== Provided text ==
···

- Born: 25 June 1970 (age 55) Shizuoka Prefecture, Japan
- Other name: 大村 久美子
- Occupation: composer

= Kumiko Omura =

Japanese composer

Kumiko Omura (大村 久美子, Ōmura Kumiko) is a Japanese composer in the field of contemporary instrumental and electronic music.

== Career ==
Omura studied with Isao Matsushita, Kenjirō Urata and Jo Kondo at the Tokyo University of the Arts. She then took music composition with Prof. Nicolaus A. Huber and electronic music with Ludger Brümmer and Dirk Reith at the Folkwang University of the Arts in Essen, Germany. She further studied electronic music at IRCAM in Paris, and Intermedia Art (master's degree) with Kiyoshi Furukawa in Tokyo. Her music has been performed in Japan, Korea, USA, and Europe (Wittener Tage für neue Kammermusik, musica viva in Munich, Festival AGORA, Festival Acanthe in France, Gaudeamus Music Week in the Netherlands, Emufest in Italy, Bludenzer Tage zeitgemäßer Musik in Austria and Music from Japan in New York) by such orchestras and ensembles as the New Japan Philharmonic, Ensemble Modern, musikFabrik, Ensemble recherche, Ensemble resonanz and Nieuw Ensemble. Between 2006 and 2010, she was a guest artist at ZKM Center for Art and Media Karlsruhe in Karlsruhe, Germany, and from 2010–2011 she was a composer-in-residence at Künstlerhof Schreyahn.

···

Rows excerpted from a collection:
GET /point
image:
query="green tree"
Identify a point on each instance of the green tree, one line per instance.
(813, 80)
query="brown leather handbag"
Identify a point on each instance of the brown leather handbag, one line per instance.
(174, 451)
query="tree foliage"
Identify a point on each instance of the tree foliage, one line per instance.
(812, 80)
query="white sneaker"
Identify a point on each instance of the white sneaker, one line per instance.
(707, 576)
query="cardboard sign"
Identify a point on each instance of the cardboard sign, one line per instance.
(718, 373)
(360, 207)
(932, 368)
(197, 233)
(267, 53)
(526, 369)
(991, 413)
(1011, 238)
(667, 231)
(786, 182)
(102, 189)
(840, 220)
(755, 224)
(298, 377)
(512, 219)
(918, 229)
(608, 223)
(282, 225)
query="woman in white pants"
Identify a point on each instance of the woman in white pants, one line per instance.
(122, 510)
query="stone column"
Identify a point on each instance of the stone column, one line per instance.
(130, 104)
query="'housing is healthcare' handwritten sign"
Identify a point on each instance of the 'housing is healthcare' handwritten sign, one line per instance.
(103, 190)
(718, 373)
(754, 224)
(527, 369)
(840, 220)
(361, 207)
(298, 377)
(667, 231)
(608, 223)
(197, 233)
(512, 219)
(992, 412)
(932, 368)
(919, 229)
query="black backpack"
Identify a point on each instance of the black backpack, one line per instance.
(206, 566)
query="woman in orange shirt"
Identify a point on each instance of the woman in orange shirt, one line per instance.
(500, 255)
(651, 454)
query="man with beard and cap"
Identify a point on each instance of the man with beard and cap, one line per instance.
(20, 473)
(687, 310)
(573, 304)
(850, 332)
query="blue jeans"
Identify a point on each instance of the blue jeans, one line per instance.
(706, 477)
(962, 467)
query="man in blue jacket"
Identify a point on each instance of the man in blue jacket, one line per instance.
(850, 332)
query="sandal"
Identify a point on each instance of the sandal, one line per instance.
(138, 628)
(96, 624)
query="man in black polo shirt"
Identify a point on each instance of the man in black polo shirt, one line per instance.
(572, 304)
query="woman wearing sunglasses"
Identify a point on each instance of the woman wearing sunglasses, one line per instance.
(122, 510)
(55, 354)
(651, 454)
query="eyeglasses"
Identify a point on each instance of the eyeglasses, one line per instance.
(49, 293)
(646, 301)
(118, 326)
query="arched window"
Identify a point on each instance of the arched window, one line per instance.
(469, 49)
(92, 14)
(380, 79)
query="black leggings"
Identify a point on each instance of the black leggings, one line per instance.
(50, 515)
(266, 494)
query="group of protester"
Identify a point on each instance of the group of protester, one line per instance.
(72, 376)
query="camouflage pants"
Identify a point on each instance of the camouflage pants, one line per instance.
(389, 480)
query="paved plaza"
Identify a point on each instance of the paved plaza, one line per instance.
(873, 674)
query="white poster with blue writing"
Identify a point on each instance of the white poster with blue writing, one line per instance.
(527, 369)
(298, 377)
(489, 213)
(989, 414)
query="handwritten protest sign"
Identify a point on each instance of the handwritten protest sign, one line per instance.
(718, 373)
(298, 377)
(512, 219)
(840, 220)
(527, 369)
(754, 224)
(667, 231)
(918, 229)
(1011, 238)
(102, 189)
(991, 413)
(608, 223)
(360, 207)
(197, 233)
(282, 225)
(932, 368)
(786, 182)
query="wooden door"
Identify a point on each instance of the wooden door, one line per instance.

···

== Complete the following ==
A. Rewrite the part of the Kumiko Omura biography starting at "- Born: 25 June" and ending at "and electronic music.", renaming "contemporary" as "modern".
B. Extend the Kumiko Omura biography beyond its final sentence.
These rows have no connection to the Kumiko Omura biography.

== Expected answers ==
A.
- Born: 25 June 1970 (age 55) Shizuoka Prefecture, Japan
- Other name: 大村 久美子
- Occupation: composer

= Kumiko Omura =

Japanese composer

Kumiko Omura (大村 久美子, Ōmura Kumiko) is a Japanese composer in the field of modern instrumental and electronic music.

B.
== Recognition ==
- 1994: Irino Prize in Japan
- 1998: Gaudeamus International Composers Award in the Netherlands
- 1999: Prize by Biennale Neue Musik Hannover
- 2000: Förderpreis des Landes Nordrhein-Westfalen für junge Künstlerinnen und Künstler
- 2000: ACL Yoshiro IRINO Memorial Prize by Asian Music Festival
- 2004: Takefu Composition Award in Japan
- 2005: Composition Prize for young composer by Japan Society for Contemporary Music
- 2012: Supporting prize by Giga-Hertz-Preis by ZKM (Zentrum für Kunst und Medientechnologie) and Experimentalstudio des SWR

== Discography ==
- Double Contour / Kumiko Omura Portrait CD by fontec "Japanese Composer" series (2009)
- Double Contour for cello and live electronics (2001)
- Germination II 6 Players (Fl.Ob.Cl.Vn.Pf.Vib.) (2003)
- Hommage à Pluton ensemble and live electronics (2006–07)
- Mutation of the Möbius recorder and viola d'amore (2005)
- La complication d'image AB for alto/baritone saxophone (2002/7)
- Reticulation for Orchestra (1993–94)
- Imaginary Bridge for shakuhachi, ensemble and electronic sound (1998–99)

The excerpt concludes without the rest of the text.